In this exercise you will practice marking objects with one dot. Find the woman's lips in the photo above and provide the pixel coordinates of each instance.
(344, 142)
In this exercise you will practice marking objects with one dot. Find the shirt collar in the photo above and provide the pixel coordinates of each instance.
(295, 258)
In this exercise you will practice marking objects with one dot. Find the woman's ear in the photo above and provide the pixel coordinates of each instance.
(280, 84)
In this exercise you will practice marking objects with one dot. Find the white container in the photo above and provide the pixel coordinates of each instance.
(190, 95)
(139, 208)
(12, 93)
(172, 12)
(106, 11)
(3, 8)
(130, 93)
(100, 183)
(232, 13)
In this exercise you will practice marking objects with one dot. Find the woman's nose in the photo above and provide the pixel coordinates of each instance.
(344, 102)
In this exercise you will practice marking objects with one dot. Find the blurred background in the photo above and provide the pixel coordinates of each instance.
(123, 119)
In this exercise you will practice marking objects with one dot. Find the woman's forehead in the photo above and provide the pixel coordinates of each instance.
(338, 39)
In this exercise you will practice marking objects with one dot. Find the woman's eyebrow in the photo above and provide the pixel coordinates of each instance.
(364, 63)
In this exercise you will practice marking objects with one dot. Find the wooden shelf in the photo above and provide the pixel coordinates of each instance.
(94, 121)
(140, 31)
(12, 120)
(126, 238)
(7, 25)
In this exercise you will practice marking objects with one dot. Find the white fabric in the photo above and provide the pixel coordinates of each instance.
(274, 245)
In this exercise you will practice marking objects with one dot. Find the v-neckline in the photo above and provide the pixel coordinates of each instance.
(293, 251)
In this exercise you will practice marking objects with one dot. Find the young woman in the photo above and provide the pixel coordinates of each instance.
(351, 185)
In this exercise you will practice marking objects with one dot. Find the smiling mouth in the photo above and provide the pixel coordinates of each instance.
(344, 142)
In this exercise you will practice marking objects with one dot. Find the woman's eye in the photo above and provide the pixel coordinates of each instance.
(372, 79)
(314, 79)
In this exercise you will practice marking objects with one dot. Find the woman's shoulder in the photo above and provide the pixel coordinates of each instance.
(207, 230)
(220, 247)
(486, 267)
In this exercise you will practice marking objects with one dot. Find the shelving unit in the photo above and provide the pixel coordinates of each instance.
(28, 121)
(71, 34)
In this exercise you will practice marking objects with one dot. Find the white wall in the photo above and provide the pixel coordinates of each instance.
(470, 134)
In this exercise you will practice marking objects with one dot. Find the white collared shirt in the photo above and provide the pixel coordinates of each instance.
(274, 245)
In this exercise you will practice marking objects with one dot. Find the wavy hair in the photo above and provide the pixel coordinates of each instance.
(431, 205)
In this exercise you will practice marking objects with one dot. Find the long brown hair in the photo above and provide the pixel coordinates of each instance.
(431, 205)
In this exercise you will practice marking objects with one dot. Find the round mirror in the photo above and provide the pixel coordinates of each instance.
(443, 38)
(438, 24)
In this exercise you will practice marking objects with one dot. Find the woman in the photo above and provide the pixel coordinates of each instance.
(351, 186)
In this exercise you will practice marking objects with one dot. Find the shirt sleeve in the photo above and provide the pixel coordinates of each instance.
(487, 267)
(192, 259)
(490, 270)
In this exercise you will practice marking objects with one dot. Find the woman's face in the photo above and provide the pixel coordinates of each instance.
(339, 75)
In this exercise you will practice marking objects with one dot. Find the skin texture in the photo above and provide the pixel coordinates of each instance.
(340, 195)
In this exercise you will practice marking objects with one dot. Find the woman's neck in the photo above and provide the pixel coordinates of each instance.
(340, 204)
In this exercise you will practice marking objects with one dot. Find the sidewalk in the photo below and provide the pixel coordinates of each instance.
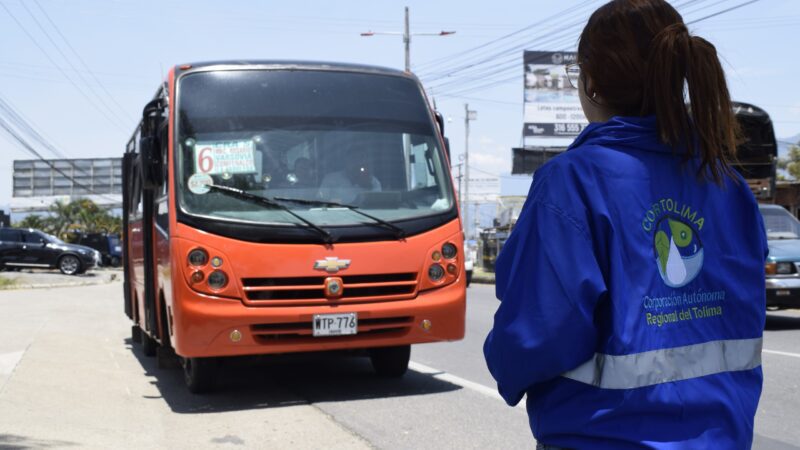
(41, 278)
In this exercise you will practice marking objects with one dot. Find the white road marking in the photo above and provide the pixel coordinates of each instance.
(8, 361)
(444, 376)
(776, 352)
(491, 392)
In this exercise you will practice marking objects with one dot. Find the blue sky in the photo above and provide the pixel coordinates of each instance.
(128, 46)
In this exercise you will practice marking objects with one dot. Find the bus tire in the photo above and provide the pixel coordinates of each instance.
(390, 362)
(199, 373)
(149, 345)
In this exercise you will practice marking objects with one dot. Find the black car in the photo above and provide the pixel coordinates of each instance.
(29, 248)
(107, 244)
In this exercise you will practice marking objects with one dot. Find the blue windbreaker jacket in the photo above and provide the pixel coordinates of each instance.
(632, 299)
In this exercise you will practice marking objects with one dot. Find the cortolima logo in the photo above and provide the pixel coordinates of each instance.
(678, 250)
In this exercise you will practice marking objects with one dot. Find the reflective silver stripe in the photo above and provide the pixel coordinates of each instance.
(669, 364)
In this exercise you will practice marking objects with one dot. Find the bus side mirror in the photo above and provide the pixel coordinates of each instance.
(150, 162)
(151, 165)
(440, 121)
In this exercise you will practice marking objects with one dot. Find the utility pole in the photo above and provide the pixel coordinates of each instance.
(468, 115)
(459, 177)
(406, 38)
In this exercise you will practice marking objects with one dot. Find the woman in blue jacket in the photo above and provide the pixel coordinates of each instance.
(632, 288)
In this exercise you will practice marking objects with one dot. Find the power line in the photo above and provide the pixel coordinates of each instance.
(21, 124)
(80, 59)
(501, 38)
(27, 146)
(63, 73)
(491, 76)
(722, 12)
(69, 63)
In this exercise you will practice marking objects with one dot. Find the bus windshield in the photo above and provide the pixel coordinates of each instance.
(779, 223)
(358, 139)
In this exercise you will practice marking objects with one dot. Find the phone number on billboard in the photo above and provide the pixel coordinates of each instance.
(568, 128)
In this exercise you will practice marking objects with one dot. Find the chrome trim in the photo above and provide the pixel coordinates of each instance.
(666, 365)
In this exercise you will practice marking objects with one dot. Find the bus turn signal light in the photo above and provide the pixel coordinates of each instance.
(197, 276)
(198, 257)
(449, 251)
(217, 279)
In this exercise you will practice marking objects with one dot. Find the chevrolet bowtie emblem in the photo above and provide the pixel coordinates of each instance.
(331, 265)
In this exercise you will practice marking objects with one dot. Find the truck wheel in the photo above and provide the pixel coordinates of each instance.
(198, 373)
(69, 265)
(149, 345)
(390, 362)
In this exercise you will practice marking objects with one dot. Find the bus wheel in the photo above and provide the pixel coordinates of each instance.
(390, 362)
(149, 345)
(198, 373)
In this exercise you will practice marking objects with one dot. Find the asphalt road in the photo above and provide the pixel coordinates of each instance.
(70, 376)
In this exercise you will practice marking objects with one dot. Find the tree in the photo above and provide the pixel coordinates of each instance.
(67, 220)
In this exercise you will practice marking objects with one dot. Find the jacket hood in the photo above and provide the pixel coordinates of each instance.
(637, 132)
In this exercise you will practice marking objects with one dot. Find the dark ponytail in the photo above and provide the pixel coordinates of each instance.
(641, 60)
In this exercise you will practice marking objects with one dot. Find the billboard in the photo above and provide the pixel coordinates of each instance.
(39, 183)
(552, 109)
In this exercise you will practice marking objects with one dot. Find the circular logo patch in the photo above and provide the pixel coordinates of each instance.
(679, 252)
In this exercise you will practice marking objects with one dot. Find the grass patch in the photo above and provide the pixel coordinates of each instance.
(6, 283)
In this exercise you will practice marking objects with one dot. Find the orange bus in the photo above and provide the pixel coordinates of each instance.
(276, 207)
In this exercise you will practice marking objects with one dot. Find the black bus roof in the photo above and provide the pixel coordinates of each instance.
(292, 64)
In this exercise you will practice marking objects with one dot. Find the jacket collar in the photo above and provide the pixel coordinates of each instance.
(634, 132)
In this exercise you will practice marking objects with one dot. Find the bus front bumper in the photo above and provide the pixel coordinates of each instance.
(205, 326)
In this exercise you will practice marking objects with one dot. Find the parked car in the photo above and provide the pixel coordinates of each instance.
(107, 244)
(26, 247)
(783, 276)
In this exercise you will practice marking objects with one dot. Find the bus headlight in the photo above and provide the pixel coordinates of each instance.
(436, 272)
(217, 279)
(449, 251)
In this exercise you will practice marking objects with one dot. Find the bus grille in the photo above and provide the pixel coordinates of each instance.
(307, 291)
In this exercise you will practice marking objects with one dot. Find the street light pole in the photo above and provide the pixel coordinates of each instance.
(407, 42)
(468, 115)
(406, 38)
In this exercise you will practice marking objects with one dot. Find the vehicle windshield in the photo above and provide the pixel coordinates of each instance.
(780, 224)
(50, 238)
(362, 140)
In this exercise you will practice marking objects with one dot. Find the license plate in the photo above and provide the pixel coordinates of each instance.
(335, 324)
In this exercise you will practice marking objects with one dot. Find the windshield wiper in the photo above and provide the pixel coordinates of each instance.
(266, 201)
(399, 233)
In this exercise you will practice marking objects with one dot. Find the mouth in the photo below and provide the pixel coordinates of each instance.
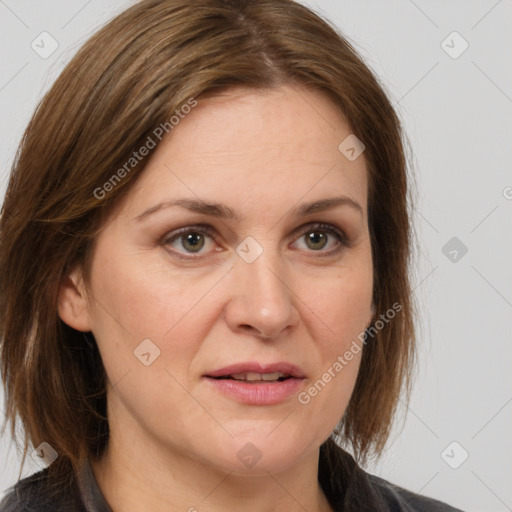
(255, 378)
(256, 384)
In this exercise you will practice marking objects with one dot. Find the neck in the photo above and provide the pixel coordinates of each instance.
(137, 477)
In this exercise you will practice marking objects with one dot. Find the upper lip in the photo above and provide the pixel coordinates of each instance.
(255, 367)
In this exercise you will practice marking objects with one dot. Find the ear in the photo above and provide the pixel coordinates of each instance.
(72, 302)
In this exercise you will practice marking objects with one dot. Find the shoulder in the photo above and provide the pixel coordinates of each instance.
(402, 500)
(37, 494)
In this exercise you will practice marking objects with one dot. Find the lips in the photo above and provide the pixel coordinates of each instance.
(254, 371)
(258, 384)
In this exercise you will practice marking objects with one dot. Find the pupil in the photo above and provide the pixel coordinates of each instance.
(195, 241)
(317, 238)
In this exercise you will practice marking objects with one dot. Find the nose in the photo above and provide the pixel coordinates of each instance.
(262, 301)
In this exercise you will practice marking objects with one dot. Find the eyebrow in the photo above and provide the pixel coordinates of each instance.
(224, 212)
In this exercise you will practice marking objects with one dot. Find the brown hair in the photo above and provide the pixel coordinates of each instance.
(128, 79)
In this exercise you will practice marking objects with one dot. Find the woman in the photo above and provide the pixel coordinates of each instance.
(204, 269)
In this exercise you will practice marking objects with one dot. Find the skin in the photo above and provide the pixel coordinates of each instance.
(174, 439)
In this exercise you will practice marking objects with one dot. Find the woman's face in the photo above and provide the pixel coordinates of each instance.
(226, 253)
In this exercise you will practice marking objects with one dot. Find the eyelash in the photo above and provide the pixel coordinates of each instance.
(303, 230)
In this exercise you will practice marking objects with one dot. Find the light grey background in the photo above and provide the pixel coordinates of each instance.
(457, 113)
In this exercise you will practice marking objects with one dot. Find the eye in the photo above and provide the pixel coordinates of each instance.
(317, 237)
(191, 240)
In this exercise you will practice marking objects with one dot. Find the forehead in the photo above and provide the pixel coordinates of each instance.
(252, 149)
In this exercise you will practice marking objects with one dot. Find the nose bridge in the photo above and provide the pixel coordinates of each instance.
(263, 300)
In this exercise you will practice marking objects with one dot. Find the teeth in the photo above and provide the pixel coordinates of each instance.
(250, 376)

****************

• [What you should do] Start copying at the line that contains "Find the eye in" and stop after the last line of the records, keeping every line exactly.

• [Task result]
In this exercise you will practice marking objects with one dot. Find the eye in the photo above and provide the pixel coordinates of each instance.
(317, 237)
(191, 240)
In this exercise you will practice marking objects with one dot. Find the forehead in the photo above and provide the pixel coordinates of each instance.
(252, 149)
In this exercise you will practice marking objects with one dot. Find the nose bridge in the photo above and provide the pixel coordinates of each instance.
(263, 300)
In this exercise you will practice marking objects with one dot. Find the teeth in the photo above and provide the pixel coordinates of each instance.
(250, 376)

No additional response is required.